> _PROBLEM TO WORK ON_: Recast every line of the data below as a Markdown table with two columns, "Row" and "Line": number each row and put the line beside its number. Leave out any blank lines.

> _EXERCISE INPUT_:
---
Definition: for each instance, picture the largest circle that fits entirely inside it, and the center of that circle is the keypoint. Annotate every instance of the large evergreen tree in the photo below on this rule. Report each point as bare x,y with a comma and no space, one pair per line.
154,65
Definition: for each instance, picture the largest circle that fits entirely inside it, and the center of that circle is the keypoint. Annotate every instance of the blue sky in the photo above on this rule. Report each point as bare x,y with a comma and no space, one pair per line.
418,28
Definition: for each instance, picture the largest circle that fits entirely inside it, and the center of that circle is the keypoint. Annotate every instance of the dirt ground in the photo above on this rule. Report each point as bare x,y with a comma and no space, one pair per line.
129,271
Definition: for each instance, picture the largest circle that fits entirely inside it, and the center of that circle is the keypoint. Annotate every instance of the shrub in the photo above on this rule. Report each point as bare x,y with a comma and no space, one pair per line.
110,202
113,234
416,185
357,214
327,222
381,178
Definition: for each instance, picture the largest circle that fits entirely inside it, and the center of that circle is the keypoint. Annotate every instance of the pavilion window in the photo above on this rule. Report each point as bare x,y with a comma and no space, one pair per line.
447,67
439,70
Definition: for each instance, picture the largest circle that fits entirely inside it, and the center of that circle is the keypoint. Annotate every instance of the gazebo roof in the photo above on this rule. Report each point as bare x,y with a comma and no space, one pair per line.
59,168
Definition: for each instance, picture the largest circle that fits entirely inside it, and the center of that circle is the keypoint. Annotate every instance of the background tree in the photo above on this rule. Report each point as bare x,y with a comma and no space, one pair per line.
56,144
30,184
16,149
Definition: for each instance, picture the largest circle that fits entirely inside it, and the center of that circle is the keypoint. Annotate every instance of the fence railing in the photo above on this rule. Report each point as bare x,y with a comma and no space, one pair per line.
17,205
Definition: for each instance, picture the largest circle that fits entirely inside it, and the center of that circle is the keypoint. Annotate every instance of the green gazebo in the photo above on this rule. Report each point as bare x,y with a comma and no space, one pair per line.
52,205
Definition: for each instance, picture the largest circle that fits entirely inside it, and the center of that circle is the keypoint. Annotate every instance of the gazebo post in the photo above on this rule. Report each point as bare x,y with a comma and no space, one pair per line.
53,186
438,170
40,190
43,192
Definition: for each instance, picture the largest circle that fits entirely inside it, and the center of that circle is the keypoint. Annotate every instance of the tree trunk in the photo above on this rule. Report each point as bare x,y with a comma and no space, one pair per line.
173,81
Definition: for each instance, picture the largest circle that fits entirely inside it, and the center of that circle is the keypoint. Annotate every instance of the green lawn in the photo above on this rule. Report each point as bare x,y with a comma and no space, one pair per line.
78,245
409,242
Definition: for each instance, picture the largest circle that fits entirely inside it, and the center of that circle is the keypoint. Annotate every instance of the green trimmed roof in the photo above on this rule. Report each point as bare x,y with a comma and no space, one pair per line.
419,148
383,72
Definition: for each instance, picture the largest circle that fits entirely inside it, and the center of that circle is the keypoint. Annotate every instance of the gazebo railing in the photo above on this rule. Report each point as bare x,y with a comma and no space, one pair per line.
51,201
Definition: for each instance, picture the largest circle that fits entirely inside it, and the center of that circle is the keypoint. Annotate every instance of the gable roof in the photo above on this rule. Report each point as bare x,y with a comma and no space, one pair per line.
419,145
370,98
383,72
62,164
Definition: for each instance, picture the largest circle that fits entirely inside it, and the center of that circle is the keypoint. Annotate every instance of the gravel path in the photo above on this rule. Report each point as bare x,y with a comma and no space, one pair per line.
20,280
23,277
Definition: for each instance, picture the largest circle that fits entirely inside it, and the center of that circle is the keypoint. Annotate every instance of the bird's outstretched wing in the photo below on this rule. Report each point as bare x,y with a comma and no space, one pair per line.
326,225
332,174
---
> _ANSWER TO THE TASK_:
| Row | Line |
|---|---|
| 1 | Definition: for each instance, picture the largest circle that fits entirely inside it, and the center of that circle is the keypoint. Annotate every instance of the large evergreen tree in the photo below on this rule. Report each point as bare x,y with a comma and no space, one pair per line. |
| 2 | 154,65 |
| 3 | Definition: for each instance, picture the largest circle that fits entirely inside it, and the center of that circle is the keypoint. Annotate every instance of the blue sky in the photo above on this rule. Report each point as bare x,y with a comma and no space, one pair per line. |
| 4 | 418,28 |
| 5 | Definition: for each instance, picture the largest circle that fits entirely inside it, and the center of that circle is the keypoint. Annotate every instance of the dirt ground in the photo above on this rule. Report each point as bare x,y with a comma and no space, one pair per line. |
| 6 | 129,271 |
| 7 | Definition: for each instance, picture the largest circle that fits entirely inside it, and the center of that circle is the keypoint. Annotate every instance of the shrub in the photo above on this rule. Report each point as bare x,y with a comma and no space, one pair per line. |
| 8 | 110,202 |
| 9 | 113,234 |
| 10 | 416,185 |
| 11 | 357,214 |
| 12 | 327,222 |
| 13 | 381,178 |
| 14 | Definition: for each instance, picture the largest circle that fits entirely inside it, and the center of that circle is the keypoint. Annotate every instance of the pavilion window in the photo above on this rule. Report each point as bare x,y with a comma and no space, one pair per line. |
| 15 | 447,67 |
| 16 | 439,70 |
| 17 | Definition: for each instance, picture the largest circle that fits entirely inside it, and the center of that circle is the keypoint. Annotate every instance of the gazebo roof in the photo above on this rule. Report each point as bare x,y with a comma and no space, one pair per line. |
| 18 | 59,168 |
| 19 | Definition: for each instance, picture the largest circle that fits entirely inside it, and the center of that circle is the keypoint. Annotate every instance of the background tree in the photo above on this rule. Report each point as bare x,y with a comma and no space, one pair per line. |
| 20 | 56,144 |
| 21 | 30,184 |
| 22 | 16,149 |
| 23 | Definition: for each instance, picture the largest circle that fits entirely inside it, and the center of that circle is the keypoint. Annotate every instance of the fence railing in the photo above on this rule. Report each point as bare x,y with a comma and no space, one pair per line. |
| 24 | 17,205 |
| 25 | Definition: for each instance, picture the largest circle that fits entirely inside it, and the center of that circle is the keypoint. Annotate every instance of the green gazebo in the photo above on this rule. Report each point as bare x,y with a comma and no space, one pair per line. |
| 26 | 52,205 |
| 27 | Definition: for each instance, picture the largest circle that fits entirely inside it, and the center of that circle is the keypoint. Annotate every instance of the gazebo post in the photo above on this rule. Report each point as bare x,y with a comma and no space, one pair per line. |
| 28 | 53,186 |
| 29 | 438,170 |
| 30 | 40,190 |
| 31 | 43,192 |
| 32 | Definition: for each instance, picture the largest circle that fits entirely inside it, and the center of that circle is the keypoint. Annotate every instance of the tree trunk in the photo above on this rule. Report each point as bare x,y with a comma and no space, one pair per line. |
| 33 | 173,81 |
| 34 | Definition: for each instance, picture the largest circle that fits entirely inside it, and the center of that circle is the keypoint. Annotate every instance of the green lawn in the photo above on this rule. Report each point as bare x,y with a comma and no space, one pair per line. |
| 35 | 78,245 |
| 36 | 409,242 |
| 37 | Definition: for each instance, picture the largest circle that fits entirely inside it, and the center of that circle is the keypoint. Annotate every instance of the green trimmed roof in the photo above on this rule. Report each point as bare x,y with a comma and no space, one pair per line. |
| 38 | 419,148 |
| 39 | 383,72 |
| 40 | Definition: for each instance, picture the largest circle that fits entirely inside it, and the center of that circle is the keypoint. Annotate every instance of the gazebo railing in the photo above on this rule. Report each point as bare x,y with a comma and no space, one pair per line. |
| 41 | 51,201 |
| 42 | Definition: for each instance, picture the largest circle that fits entirely inside it, and the center of that circle is the keypoint. Annotate every instance of the gable roof in the photo above on this rule. Report each point as bare x,y with a comma and no space, one pair per line. |
| 43 | 419,145 |
| 44 | 370,98 |
| 45 | 383,72 |
| 46 | 62,164 |
| 47 | Definition: for each instance, picture the largest circle that fits entirely inside it, and the center of that circle is the keypoint. Annotate every instance of the gravel path in the photo above on this rule. Report each point as bare x,y with a comma and no space, one pair per line. |
| 48 | 20,280 |
| 49 | 23,277 |
| 50 | Definition: for each instance, picture the largest circle that fits entirely inside it, and the center of that circle is the keypoint. Annotate every instance of the bird's outstretched wing in the photo below on this rule. Report each point as bare x,y with a comma and no space, one pair per line. |
| 51 | 326,225 |
| 52 | 332,174 |